Dataset:

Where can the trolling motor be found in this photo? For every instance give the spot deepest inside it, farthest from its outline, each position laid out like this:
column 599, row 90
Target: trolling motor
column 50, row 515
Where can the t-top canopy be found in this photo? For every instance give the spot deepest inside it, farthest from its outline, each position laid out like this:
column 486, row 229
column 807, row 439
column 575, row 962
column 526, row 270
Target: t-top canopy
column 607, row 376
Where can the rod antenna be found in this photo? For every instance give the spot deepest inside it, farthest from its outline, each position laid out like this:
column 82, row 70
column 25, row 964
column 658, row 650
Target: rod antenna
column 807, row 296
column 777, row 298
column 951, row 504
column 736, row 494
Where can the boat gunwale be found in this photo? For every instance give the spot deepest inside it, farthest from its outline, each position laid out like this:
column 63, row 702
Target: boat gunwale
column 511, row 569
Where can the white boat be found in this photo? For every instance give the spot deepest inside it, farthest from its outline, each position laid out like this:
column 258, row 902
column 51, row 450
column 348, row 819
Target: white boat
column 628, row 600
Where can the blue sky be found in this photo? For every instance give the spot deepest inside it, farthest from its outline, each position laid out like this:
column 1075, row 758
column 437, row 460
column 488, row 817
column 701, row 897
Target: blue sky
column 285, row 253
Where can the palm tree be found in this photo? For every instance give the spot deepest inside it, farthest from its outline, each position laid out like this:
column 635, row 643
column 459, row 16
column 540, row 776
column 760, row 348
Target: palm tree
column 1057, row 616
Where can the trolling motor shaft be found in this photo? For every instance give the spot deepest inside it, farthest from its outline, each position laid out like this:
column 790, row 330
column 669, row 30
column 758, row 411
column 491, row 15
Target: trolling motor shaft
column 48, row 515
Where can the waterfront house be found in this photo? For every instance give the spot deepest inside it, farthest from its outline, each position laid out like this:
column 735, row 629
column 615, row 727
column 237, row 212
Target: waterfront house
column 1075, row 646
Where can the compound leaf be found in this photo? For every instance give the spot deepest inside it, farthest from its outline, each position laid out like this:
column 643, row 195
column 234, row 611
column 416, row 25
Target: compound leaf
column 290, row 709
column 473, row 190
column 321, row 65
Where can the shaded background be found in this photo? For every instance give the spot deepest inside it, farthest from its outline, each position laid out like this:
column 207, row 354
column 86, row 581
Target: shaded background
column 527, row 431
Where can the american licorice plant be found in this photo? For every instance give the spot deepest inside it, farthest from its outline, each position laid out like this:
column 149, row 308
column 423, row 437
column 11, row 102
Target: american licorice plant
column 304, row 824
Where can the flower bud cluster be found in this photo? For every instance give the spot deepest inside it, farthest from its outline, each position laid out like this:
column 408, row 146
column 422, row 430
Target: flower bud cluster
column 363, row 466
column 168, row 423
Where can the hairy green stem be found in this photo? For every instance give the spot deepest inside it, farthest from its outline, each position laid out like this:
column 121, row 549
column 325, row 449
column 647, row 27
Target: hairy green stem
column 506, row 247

Problem description:
Write the material out again word for word.

Solution for this problem:
Where can the trolling motor be found in this photo? For every instance give the spot deepest inside it, farthest from its outline, each position laid out like this:
column 599, row 90
Target: trolling motor
column 50, row 515
Where can the t-top canopy be found in this photo? For every instance give the spot deepest inside it, farthest from its outline, each position laid out like this:
column 486, row 229
column 807, row 439
column 575, row 962
column 526, row 270
Target: t-top canopy
column 607, row 376
Where can the rod antenna be found in this photo? For every instance give the spot deepest inside it, farthest from its outline, each position laid out like this:
column 82, row 70
column 25, row 964
column 658, row 650
Target: rod antenna
column 807, row 296
column 777, row 298
column 951, row 504
column 736, row 494
Where can the boat gunwale be found in this photo? For every instance give the spot deepest inside it, farthest from its outline, each position laid out like this:
column 63, row 702
Target: boat gunwale
column 511, row 569
Where can the white boat be found in this photo? For every instance give the spot deepest inside it, farthest from its outline, each position laid out like this:
column 258, row 902
column 51, row 450
column 348, row 819
Target: white boat
column 628, row 600
Where can the blue sky be found in this photo? For every instance give the spot deepest inside it, farthest from its outline, each position laid out like this:
column 1075, row 758
column 437, row 460
column 488, row 817
column 701, row 897
Target: blue sky
column 285, row 253
Where can the palm tree be found in this photo? For every instance give the spot deepest inside it, farthest from its outline, each position laid out like this:
column 635, row 643
column 459, row 16
column 540, row 776
column 760, row 348
Target: palm tree
column 1057, row 616
Where can the trolling motor shaft be found in this photo? For every instance give the spot deepest inside it, farthest from its outline, each position laid out like this:
column 790, row 330
column 669, row 30
column 758, row 411
column 491, row 15
Target: trolling motor shaft
column 48, row 515
Where can the waterfront house be found in this photo? For every instance give the spot deepest inside it, farthest from its outline, each position laid out like this:
column 735, row 629
column 615, row 727
column 237, row 212
Target: waterfront house
column 1075, row 646
Where can the compound leaf be found in this photo? For every instance give the spot deepest inside it, farthest from its outline, each position laid out like this:
column 643, row 195
column 234, row 611
column 416, row 25
Target: compound leaf
column 290, row 709
column 473, row 190
column 321, row 65
Where can the shaded background be found in this photo? For every instance give the spot deepest inside it, farthest from its outline, each position laid out like this:
column 207, row 354
column 86, row 581
Target: shaded background
column 527, row 431
Where can the american licorice plant be found in this photo? For every instance give the spot deepest inside it, farthest from its outline, each position laid out like this:
column 149, row 308
column 423, row 437
column 11, row 102
Target: american licorice plant
column 304, row 824
Where can the flower bud cluster be found in this photo? For every instance give the spot deepest inside it, farthest from its outline, each position laid out like this:
column 408, row 146
column 422, row 430
Target: flower bud cluster
column 363, row 466
column 168, row 423
Where can the hairy green stem be found in this photo? For every instance give the spot deepest inside it, farthest from its outline, each position laid out like this:
column 121, row 549
column 325, row 449
column 647, row 27
Target: hairy green stem
column 506, row 247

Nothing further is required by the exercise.